Update the entries below by replacing every instance of "innermost point" with "central point" and keeping everything else the same. Leave the pictures out of your answer.

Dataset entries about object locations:
----

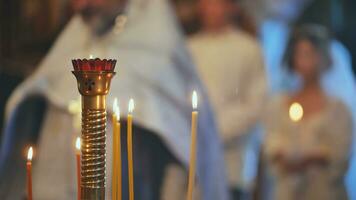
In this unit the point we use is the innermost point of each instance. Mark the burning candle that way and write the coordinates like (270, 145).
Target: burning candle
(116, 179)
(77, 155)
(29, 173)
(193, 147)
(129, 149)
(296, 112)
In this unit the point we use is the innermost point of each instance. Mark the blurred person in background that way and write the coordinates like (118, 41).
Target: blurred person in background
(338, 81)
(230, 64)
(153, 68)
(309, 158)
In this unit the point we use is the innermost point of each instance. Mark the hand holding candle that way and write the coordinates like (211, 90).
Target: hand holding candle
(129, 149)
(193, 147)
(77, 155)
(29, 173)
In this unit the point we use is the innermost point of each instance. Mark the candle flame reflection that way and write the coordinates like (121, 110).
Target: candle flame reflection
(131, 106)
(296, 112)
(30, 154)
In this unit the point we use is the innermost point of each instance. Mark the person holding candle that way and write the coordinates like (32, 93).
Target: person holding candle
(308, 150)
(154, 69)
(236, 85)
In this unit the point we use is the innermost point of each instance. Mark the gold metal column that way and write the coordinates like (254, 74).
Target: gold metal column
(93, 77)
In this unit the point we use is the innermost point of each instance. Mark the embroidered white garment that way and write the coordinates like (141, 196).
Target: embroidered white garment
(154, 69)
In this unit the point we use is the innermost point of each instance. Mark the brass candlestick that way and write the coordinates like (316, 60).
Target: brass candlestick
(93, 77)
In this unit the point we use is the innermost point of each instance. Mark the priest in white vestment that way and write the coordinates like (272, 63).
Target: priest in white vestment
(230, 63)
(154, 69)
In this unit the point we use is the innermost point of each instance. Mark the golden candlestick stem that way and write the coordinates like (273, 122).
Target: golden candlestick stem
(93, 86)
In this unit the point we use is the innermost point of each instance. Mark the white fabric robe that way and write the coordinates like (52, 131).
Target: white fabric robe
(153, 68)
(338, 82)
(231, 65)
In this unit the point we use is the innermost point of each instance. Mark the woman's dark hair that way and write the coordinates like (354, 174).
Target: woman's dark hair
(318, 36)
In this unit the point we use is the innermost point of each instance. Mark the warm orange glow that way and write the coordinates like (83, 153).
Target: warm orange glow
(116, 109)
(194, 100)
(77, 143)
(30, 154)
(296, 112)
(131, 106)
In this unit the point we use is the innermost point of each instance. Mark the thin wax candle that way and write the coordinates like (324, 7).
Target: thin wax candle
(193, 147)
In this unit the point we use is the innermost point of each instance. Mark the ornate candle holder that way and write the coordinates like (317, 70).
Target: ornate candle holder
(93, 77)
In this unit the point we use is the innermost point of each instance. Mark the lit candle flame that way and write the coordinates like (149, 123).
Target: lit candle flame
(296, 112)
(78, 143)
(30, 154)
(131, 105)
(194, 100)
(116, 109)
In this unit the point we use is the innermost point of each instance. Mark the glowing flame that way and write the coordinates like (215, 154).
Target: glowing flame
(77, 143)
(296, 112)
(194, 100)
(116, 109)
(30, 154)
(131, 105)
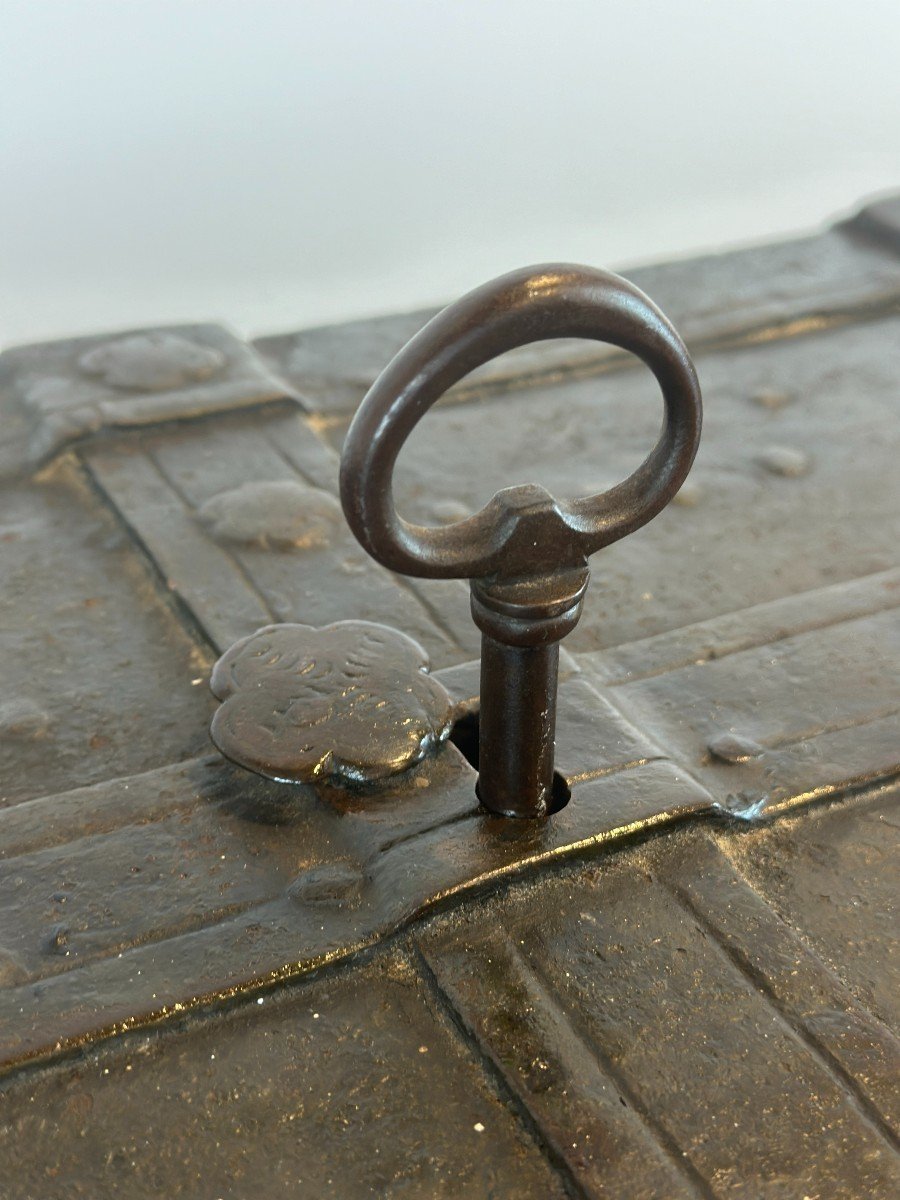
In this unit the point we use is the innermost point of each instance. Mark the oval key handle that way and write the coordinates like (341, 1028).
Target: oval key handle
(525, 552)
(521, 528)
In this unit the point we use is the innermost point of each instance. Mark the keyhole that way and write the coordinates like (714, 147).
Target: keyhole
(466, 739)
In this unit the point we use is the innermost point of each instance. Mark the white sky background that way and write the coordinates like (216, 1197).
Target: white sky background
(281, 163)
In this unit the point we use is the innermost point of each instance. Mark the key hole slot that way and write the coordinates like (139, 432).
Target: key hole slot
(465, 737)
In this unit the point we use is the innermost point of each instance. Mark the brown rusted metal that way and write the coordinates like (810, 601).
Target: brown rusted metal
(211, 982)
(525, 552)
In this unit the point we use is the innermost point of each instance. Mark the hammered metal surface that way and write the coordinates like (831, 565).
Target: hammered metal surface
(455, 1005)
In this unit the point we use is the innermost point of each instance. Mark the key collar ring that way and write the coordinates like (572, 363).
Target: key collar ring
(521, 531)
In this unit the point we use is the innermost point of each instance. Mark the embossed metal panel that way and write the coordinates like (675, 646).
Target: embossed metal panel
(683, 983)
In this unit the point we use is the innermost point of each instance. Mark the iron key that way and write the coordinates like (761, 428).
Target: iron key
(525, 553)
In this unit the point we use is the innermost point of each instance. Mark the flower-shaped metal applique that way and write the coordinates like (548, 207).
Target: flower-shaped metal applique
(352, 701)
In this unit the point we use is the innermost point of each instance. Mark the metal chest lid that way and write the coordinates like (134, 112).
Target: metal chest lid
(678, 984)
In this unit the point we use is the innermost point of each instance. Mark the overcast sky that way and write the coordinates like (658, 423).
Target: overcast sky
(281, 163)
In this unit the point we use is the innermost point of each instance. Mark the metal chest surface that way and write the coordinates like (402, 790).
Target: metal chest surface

----

• Output below:
In this unit the point we use is the central point of each instance. Mark the burning candle that way and write the coordinates like (270, 145).
Target: burning candle
(116, 179)
(77, 155)
(29, 173)
(193, 147)
(129, 149)
(296, 112)
In this unit the point we use is the central point of each instance. Mark the blurred person in background that way and write the coordinates like (118, 41).
Target: blurred person in background
(338, 81)
(230, 64)
(153, 68)
(309, 158)
In this unit the point we use is the central point of each instance. Mark the hand holding candle that way and write the coordinates like (211, 90).
Target: hand holding candle
(129, 149)
(193, 147)
(77, 155)
(29, 173)
In this unit the point we use is the central point of each instance. Mark the candle flame reflection that way and write the coordinates like (121, 110).
Target: candle flame reflection
(131, 106)
(296, 112)
(30, 154)
In this unit the point we use is the central point of each instance. Mark the person holding candle that way and write the coordinates like (32, 93).
Target: person holding candle
(308, 150)
(154, 69)
(236, 85)
In this unit the point we use is the central point of each instance. Mark the gold metal column that way and write the coordinates like (254, 74).
Target: gold metal column
(93, 77)
In this unit the point we use is the central point of each instance. Mark the embroidered white garment that way and write the coordinates like (141, 196).
Target: embroidered white garment
(154, 69)
In this unit the point we use is the central point of each instance. Mark the brass candlestick that way and write the coordinates like (316, 60).
Target: brass candlestick
(93, 77)
In this unit the point we use is the central point of each instance. Mark the priest in white vestment that way and write the coordinates like (272, 63).
Target: priest in white vestment
(230, 63)
(154, 69)
In this unit the point we use is the central point of each instance. Mark the golden candlestick stem that way and write the coordinates like (273, 122).
Target: golden candlestick stem
(93, 86)
In this unit the point we use is the central point of each instance. Mark the white fabric robe that way and write the coordinates like (52, 131).
Target: white fabric robe
(153, 68)
(338, 82)
(231, 65)
In this unit the point we use is the central point of each instance. Mark the woman's dark hair that way and write the coordinates like (354, 174).
Target: woman's dark hair
(318, 36)
In this unit the point we use is the central point of each instance. Mark the warm orange glow that way and write the coordinates like (83, 153).
Target: warm orange glow
(116, 109)
(194, 100)
(77, 143)
(30, 154)
(296, 112)
(131, 106)
In this unit the point we use is the central point of each instance. Mark the thin wax candle that way and write the coordinates like (324, 7).
Target: thin wax candle
(193, 147)
In this unit the point we use is the central point of each instance. Mark the ornate candle holder that way and write the coordinates like (317, 70).
Target: ornate candle holder
(93, 77)
In this unit the point we use is the central point of each instance. Mark the lit candle flame that way and write the coordinates like (149, 123).
Target: lit candle flame
(296, 112)
(78, 143)
(30, 154)
(131, 105)
(194, 100)
(116, 109)
In this unit the point we use is the central point of each instance. Mark the glowing flame that way and write the coordinates like (215, 154).
Target: glowing flame
(77, 143)
(296, 112)
(194, 100)
(116, 109)
(30, 154)
(131, 105)
In this unit the point we use is the central point of each instance. Mark the oval key handle that way and write the coordinates like (341, 1028).
Target: oval key handle
(525, 552)
(521, 528)
In this unit the point we use is the central point of each instance. Mark the keyhole that way and write the coordinates like (714, 147).
Target: keyhole
(466, 739)
In this unit the point we use is the central point of each instance. Mark the white sky background that way and write the coordinates like (216, 1197).
Target: white sky background
(281, 163)
In this unit the point we use is the central point of each instance. Mark the key hole slot that way and write the coordinates like (139, 432).
Target: key hole slot
(465, 737)
In this unit the point we use is the central point of each instance. Mark the brown rusted metal that way and write the coordinates like (810, 601).
Target: brown rusted metal
(211, 982)
(525, 552)
In this unit the point we use is the central point of each instance. Mark the hammered metal surface that way and write the coordinates like (831, 565).
Target: hammered metal surface
(455, 1005)
In this unit the point we use is the central point of each instance. Mark the key collar ring that way and write the coordinates like (572, 363).
Target: key collar ring
(521, 531)
In this unit the point we use is the central point of each instance. Mark the embossed metal panel that way and write the coordinates like (675, 646).
Target: embossed metal panel
(683, 983)
In this unit the point we use is the central point of each instance. Mark the iron key that way and write the coordinates like (761, 428).
Target: iron key
(525, 553)
In this unit the point we use is the central point of each instance. Mark the flower-shaped metal applique that way and write the coordinates like (548, 207).
Target: flower-shaped metal applique
(352, 701)
In this unit the point we use is the central point of each instance. Mark the metal chest lid that way and write the coordinates like (134, 112).
Target: metal chest lid
(678, 984)
In this unit the point we use is the central point of each instance. Mark the overcast sky that way and write the coordinates like (658, 423).
Target: overcast sky
(281, 163)
In this unit the point we use is the central point of each instance. Mark the metal chest surface that way and write the coordinates like (402, 790).
Target: metal chest surface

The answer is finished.